• Prompt:
Convert all of the material below into a two-column CSV with the headers input and output. Each row should hold one piece of text and the answer that follows it, with each in a single quoted field and line breaks replaced by spaces.
----
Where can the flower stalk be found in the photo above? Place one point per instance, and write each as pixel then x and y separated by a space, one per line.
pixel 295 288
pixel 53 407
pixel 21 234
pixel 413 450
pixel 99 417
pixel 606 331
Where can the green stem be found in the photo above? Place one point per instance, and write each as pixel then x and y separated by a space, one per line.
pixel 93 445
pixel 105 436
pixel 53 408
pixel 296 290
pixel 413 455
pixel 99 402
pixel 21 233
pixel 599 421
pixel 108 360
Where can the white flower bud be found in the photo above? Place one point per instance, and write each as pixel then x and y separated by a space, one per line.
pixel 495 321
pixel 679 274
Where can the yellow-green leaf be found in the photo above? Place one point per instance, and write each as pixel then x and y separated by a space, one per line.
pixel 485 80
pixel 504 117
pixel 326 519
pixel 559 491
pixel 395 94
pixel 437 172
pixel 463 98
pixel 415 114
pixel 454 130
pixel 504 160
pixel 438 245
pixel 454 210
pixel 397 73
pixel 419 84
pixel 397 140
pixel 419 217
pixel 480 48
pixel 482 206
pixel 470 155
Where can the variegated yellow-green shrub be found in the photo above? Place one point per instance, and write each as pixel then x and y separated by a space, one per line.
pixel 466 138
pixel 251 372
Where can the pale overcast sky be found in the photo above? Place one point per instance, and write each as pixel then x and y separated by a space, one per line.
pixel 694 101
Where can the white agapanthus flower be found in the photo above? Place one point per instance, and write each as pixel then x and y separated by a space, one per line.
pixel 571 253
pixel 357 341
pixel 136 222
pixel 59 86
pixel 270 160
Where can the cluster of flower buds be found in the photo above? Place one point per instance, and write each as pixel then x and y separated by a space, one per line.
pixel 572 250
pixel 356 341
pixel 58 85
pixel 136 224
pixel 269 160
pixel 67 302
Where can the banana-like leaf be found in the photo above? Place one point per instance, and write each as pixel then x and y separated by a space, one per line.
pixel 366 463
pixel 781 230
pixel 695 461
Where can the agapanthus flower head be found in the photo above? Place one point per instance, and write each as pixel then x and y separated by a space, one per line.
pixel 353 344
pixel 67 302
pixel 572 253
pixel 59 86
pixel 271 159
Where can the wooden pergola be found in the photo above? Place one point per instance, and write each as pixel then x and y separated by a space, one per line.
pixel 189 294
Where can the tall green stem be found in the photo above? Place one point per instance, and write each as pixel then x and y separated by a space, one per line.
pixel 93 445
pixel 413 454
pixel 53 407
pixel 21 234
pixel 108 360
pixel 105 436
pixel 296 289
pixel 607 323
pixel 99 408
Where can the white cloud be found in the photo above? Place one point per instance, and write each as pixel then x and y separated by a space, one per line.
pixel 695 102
----
• Task answer:
input,output
"Where can the flower stalk be found in the photo above? Place one point per instance, and write each as pixel then x and y separated by a space, one per line.","pixel 295 288 pixel 53 407 pixel 21 234 pixel 413 450 pixel 99 417 pixel 606 331"
"Where can the green stem be found in the photo above? Place one point per instance, and write each as pixel then x and y separated by a space, one per line.","pixel 93 445 pixel 105 436 pixel 53 408 pixel 296 290 pixel 413 455 pixel 99 402 pixel 21 233 pixel 599 421 pixel 108 360"
"Where can the white flower bud be found in the photo above? Place one point per instance, and write each as pixel then x and y separated by a space, one per line.","pixel 495 321 pixel 679 274"
"Where can the yellow-green leaf be found in the photo above? Place one point per instance, and write each as pixel then x and y separated by a space, one per line.","pixel 485 80 pixel 504 117 pixel 326 519 pixel 559 491 pixel 395 94 pixel 437 172 pixel 463 98 pixel 415 114 pixel 454 130 pixel 504 160 pixel 438 245 pixel 454 210 pixel 397 73 pixel 419 84 pixel 397 140 pixel 419 217 pixel 480 48 pixel 482 206 pixel 470 155"
"Where can the variegated yellow-green shrub be found in the photo above? Place one point per instance, and write each as pixel then x and y separated by a space, one per line.","pixel 466 138 pixel 251 372"
"Where can the pale overcast sky be found in the photo above? Place one point per instance, and write each as pixel then x and y separated by a space, one per line.","pixel 694 101"
"Where can the white agapanthus flower be found in the photo above? Place one point per instance, and write each as pixel then x and y separated by a space, one per line.","pixel 571 253 pixel 357 341 pixel 136 222 pixel 59 86 pixel 270 160"
"Where can the cluster of flower buds be found in the photo above? Place one point per instance, and write each as pixel then x and y separated by a space, one per line.","pixel 572 250 pixel 356 341 pixel 58 85 pixel 136 224 pixel 269 160 pixel 67 302"
"Where can the banana-like leaf be found in the photo above? Place one point per instance, and write each as pixel then x and y separated by a space, one per line.","pixel 366 463 pixel 781 230 pixel 695 461"
"Where can the agapanthus flower head be found in the photo above? Place one point per instance, and write each as pixel then x and y separated by a space, one per line.","pixel 353 344 pixel 67 302 pixel 572 253 pixel 59 86 pixel 271 159"
"Where can the wooden pergola be found in the photo above? Place one point per instance, and write each as pixel then x and y separated by a space, one per line.","pixel 189 294"
"Where can the tall green stem be found in the photo above? Place one point per instance, and write each as pixel then x and y separated by a space, one per line.","pixel 93 445 pixel 413 454 pixel 53 407 pixel 21 234 pixel 108 360 pixel 105 436 pixel 296 289 pixel 607 323 pixel 99 408"
"Where can the white cloud be found in the photo above? Place one point per instance, and write each as pixel then x and y separated by a space, one per line.","pixel 695 102"